Problem requirements: Copy out each line of the data that holds the word "given".

------ Excerpted records ------

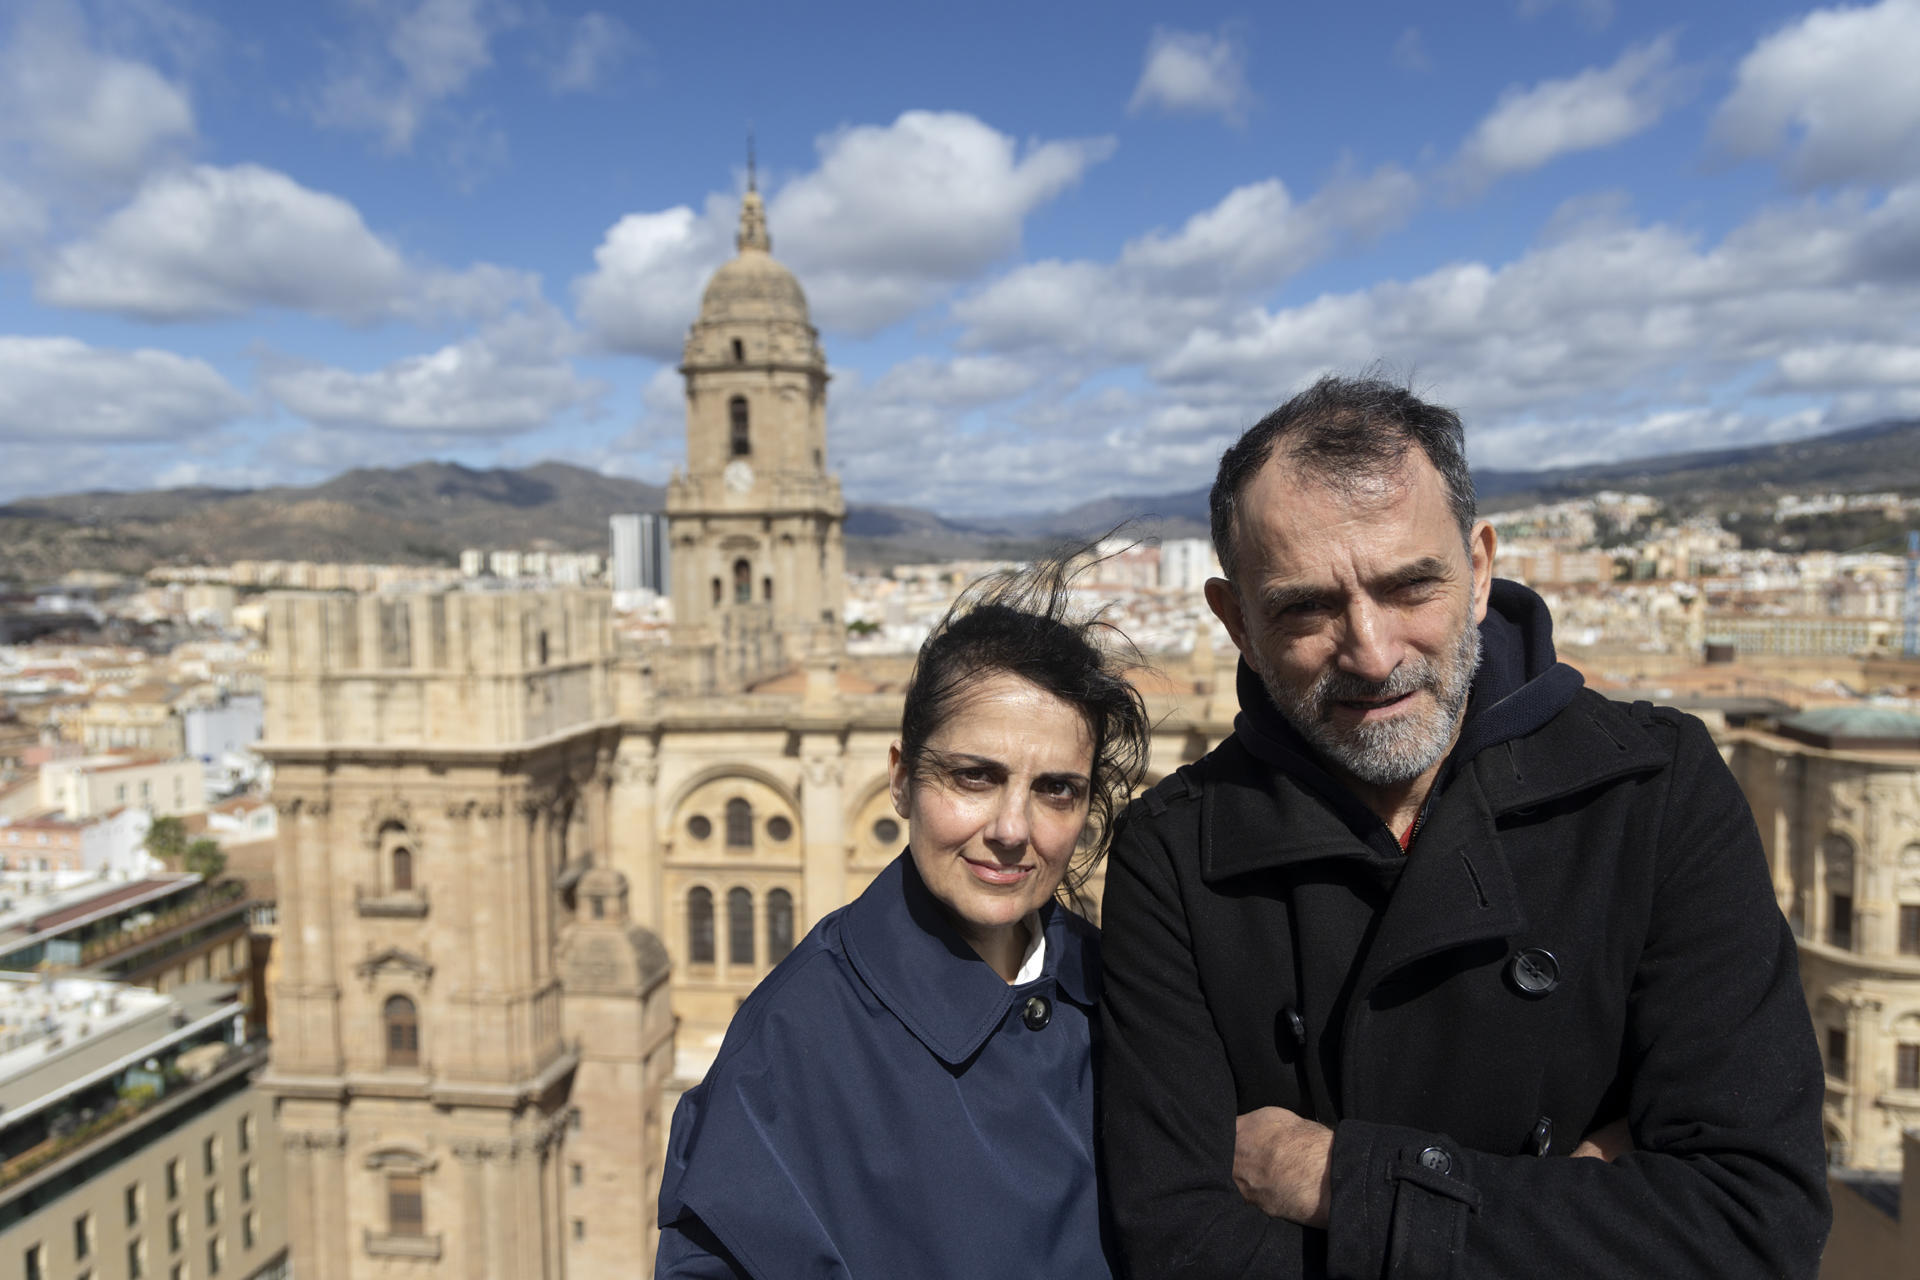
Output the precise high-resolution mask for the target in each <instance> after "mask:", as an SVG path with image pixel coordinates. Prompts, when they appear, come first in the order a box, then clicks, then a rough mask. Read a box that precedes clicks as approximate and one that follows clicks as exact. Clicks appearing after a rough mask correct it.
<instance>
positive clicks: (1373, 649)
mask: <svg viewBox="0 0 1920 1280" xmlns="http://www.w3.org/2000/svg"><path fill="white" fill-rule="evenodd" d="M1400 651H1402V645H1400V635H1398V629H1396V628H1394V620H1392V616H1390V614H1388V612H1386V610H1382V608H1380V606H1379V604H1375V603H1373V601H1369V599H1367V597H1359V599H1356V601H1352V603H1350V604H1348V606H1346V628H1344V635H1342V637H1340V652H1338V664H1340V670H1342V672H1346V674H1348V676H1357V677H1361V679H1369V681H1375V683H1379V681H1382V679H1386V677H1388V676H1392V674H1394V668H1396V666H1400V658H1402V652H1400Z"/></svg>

------
------ Excerpted records ------

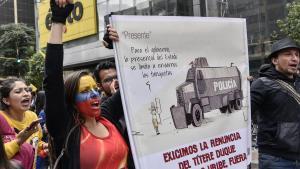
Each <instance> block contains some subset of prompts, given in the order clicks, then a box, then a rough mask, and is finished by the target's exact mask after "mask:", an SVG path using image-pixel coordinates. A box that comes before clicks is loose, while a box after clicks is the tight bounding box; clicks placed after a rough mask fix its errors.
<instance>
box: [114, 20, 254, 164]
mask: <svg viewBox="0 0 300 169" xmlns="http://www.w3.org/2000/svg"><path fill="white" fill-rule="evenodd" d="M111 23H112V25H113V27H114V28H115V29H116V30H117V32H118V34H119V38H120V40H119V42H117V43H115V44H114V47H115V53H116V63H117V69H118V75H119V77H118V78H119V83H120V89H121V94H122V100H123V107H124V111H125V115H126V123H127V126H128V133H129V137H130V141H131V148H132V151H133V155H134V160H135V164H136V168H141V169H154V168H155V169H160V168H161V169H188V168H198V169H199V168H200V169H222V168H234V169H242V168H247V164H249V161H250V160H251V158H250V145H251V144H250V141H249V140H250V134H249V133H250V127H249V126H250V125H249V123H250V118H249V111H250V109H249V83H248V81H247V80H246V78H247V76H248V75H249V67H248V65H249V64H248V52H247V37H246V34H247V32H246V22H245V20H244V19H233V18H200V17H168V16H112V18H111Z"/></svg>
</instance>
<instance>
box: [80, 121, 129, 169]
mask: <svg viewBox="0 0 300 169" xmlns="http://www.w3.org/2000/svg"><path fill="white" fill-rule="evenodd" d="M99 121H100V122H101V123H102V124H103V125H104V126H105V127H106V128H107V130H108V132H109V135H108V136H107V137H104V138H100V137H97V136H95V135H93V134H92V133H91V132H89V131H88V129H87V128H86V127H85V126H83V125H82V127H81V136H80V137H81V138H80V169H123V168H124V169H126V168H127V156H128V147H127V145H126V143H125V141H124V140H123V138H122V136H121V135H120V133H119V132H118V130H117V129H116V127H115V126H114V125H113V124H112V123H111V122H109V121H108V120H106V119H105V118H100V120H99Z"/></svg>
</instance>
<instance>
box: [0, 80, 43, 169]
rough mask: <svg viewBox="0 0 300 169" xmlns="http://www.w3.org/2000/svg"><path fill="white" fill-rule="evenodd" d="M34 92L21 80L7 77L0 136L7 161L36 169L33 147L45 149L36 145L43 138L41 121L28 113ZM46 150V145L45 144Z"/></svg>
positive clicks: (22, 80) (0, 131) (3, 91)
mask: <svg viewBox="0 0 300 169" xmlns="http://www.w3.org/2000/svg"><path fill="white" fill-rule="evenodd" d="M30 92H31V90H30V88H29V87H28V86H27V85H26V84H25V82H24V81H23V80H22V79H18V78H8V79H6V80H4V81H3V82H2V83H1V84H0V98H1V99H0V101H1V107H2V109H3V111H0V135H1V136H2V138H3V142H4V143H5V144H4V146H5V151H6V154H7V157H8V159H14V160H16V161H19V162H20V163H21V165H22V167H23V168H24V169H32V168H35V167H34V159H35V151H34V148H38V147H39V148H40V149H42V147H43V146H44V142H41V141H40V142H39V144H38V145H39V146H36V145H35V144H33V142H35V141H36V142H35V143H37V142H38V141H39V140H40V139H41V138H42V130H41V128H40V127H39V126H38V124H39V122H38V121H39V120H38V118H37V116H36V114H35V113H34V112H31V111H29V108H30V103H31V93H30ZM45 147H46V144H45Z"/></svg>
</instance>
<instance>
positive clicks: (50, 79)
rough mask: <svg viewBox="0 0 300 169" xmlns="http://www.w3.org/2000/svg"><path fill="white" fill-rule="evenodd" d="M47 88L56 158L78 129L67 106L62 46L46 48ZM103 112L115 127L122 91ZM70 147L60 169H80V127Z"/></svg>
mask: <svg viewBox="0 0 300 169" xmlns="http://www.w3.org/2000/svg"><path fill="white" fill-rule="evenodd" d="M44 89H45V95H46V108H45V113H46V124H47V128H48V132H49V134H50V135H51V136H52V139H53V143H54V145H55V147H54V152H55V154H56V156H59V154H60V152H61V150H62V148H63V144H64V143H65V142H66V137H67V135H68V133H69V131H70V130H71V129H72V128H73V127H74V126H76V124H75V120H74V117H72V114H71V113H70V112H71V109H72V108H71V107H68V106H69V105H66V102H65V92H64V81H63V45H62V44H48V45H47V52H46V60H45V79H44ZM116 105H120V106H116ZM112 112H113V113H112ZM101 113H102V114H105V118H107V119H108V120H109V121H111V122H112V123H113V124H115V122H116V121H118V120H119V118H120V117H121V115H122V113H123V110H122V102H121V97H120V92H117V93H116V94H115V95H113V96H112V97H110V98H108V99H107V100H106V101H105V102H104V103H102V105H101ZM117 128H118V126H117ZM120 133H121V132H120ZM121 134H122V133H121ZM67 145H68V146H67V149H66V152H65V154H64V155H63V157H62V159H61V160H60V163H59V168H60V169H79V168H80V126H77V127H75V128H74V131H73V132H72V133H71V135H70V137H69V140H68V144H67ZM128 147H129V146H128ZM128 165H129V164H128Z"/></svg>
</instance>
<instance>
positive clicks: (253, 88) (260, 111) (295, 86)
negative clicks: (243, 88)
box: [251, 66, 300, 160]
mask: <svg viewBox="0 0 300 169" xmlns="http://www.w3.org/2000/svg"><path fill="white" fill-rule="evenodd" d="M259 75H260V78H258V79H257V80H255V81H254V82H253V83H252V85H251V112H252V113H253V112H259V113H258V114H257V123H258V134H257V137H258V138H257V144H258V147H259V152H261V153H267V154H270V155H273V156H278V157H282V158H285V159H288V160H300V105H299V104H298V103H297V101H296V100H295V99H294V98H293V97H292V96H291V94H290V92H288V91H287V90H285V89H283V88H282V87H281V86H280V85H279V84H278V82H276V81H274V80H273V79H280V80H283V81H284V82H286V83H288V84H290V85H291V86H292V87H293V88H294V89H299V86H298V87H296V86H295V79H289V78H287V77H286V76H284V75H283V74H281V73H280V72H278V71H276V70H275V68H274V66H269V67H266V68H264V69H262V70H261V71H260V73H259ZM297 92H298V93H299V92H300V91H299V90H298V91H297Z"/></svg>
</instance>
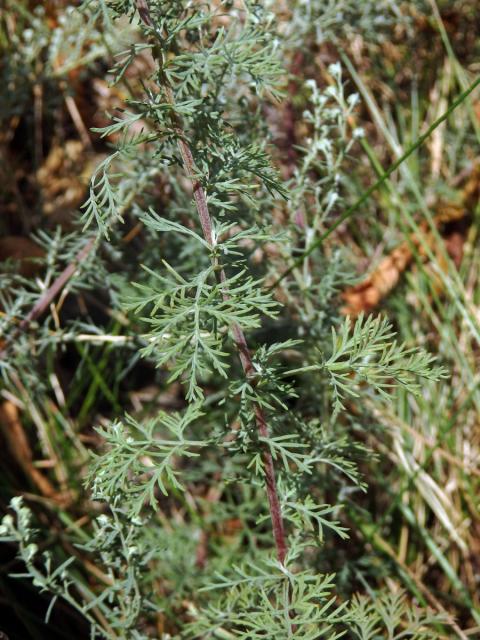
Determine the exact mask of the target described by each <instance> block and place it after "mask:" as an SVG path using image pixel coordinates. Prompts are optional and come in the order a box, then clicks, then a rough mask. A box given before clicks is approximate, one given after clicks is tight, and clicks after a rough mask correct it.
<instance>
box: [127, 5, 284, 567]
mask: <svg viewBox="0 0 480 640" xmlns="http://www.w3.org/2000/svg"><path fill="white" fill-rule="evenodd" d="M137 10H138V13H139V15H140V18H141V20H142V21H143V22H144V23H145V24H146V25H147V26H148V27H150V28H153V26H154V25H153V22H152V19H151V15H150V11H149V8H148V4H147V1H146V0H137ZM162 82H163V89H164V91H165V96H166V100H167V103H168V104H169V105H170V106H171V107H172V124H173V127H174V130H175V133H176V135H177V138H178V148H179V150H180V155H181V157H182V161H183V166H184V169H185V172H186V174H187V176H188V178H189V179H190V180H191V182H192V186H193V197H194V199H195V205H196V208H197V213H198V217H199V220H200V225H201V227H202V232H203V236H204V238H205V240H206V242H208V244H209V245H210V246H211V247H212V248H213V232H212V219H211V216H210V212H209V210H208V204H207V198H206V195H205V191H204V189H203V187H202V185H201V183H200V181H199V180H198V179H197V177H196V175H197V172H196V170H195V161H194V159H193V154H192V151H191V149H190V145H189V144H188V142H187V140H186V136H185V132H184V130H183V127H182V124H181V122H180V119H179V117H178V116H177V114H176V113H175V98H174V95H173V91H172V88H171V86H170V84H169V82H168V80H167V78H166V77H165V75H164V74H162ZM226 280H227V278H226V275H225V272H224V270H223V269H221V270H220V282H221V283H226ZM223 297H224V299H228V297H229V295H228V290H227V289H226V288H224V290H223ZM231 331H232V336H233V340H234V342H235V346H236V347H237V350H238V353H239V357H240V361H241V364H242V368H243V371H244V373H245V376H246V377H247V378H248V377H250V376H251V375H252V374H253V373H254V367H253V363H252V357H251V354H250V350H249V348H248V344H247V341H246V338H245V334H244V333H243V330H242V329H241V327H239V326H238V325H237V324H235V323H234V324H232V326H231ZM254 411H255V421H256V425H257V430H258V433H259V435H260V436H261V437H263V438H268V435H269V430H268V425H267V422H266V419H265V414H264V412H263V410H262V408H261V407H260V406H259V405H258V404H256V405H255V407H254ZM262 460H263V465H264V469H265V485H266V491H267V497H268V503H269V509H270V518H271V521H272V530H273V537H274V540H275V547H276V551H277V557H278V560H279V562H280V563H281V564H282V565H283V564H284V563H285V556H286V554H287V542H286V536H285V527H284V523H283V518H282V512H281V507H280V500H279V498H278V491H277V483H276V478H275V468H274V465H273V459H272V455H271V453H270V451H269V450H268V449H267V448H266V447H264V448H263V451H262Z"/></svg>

------

Result below:
Each <instance> block contains some subset of prompts, given in the order clicks, then a box, then a rough mask, and is finished by the target's exact mask after "mask:", an SVG path using image-pixel coordinates. A box that comes before clicks is loose, while a box after clicks is the tight bounding box; clicks placed after a rough mask fix its errors.
Determine the exact mask of the target described by each <instance> block and place it after "mask:" as an SVG path using image pixel coordinates. Prompts are optional and come in the order a box, then clicks, then a rough mask. A box given before clicks is approximate, one given after clicks is tight, and clicks after a rough mask correct it.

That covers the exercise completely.